More negative press on Apollo
From Matt Levine this morning. Does anyone have access to the full BI article?
A few years back, there were a lot of stories about how the big investment banks were becoming nicer places to work. "Take the weekend off," a lot of banks told their junior employees, "or at least, like, 36 contiguous hours off most weekends, from Friday night until Sunday morning, unless of course, you are on a live deal." As a humanitarian and a lazy former investment banker, I thought these initiatives were nice, but they troubled me a bit. They do not fit the stereotype of how high finance works. The trade-off is supposed to be (1) you work all the time but (2) you get rich and become a master of the universe.
Of course, it was possible - quite reasonable, really - that today's young people do not want that trade-off, and would prefer to have a more normal work-life balance while making a bit less money and mastering a bit less of the universe. But it was also possible that the real driving force behind the change was that the banks could no longer offer that trade. Banks were still hungover from the financial crisis, the regulation was crimping their ability to make a lot of money (and pay a lot of it to their people), and the tech industry was booming and seemed more lucrative and appealing to ambitious young people. The financial industry might have been constrained by outside circumstances to change its pitch to "come to investment banking, you won't make a lot of money but at least you'll get 36 hours off many weekends." I don't know that that's a very good pitch!
You don't read so many stories like that anymore. Instead, we talked the other day about how . Chief Executive Officer David Solomon wants his bankers to spend more time in the office and stop going out for lunch. Rough for them, but honestly kind of a good sign? There are deals to be done! There is money to be made! Get back in there and make it! The old trade-offs are back; finance is once again where the action is, and if you want to be part of that action the only choice is to take way, way too much of it.
It's not an investment bank, but this Insider story about private-equity giant Apollo Global Management Inc., whose "hard-driving culture is extreme even by Wall Street standards," hits some of the same notes. It sounds terrible!
Associates are often handed assignments by executives late in the day, with the expectation that they are to forgo a night's sleep to prepare materials for early the next morning. Associates assigned to support a deal could expect to live without a full night of rest for weeks on end. One source who recently left Apollo said they often felt drunk because of sleep deprivation.

DATA RECORDS:
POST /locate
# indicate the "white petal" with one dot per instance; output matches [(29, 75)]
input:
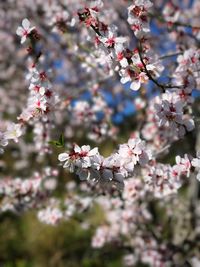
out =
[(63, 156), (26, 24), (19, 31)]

TASK REQUIREMENTS:
1 - Can you give the stretch of the Apollo post from "A few years" through "master of the universe." again, swapping "junior employees" for "new hires"?
2 - How would you render this sentence from the Apollo post in Spanish: "Associates assigned to support a deal could expect to live without a full night of rest for weeks on end."

ANSWERS PROVIDED:
1 -
A few years back, there were a lot of stories about how the big investment banks were becoming nicer places to work. "Take the weekend off," a lot of banks told their new hires, "or at least, like, 36 contiguous hours off most weekends, from Friday night until Sunday morning, unless of course, you are on a live deal." As a humanitarian and a lazy former investment banker, I thought these initiatives were nice, but they troubled me a bit. They do not fit the stereotype of how high finance works. The trade-off is supposed to be (1) you work all the time but (2) you get rich and become a master of the universe.

2 - Los asociados asignados para apoyar una operación podían esperar vivir sin una noche completa de descanso durante semanas seguidas.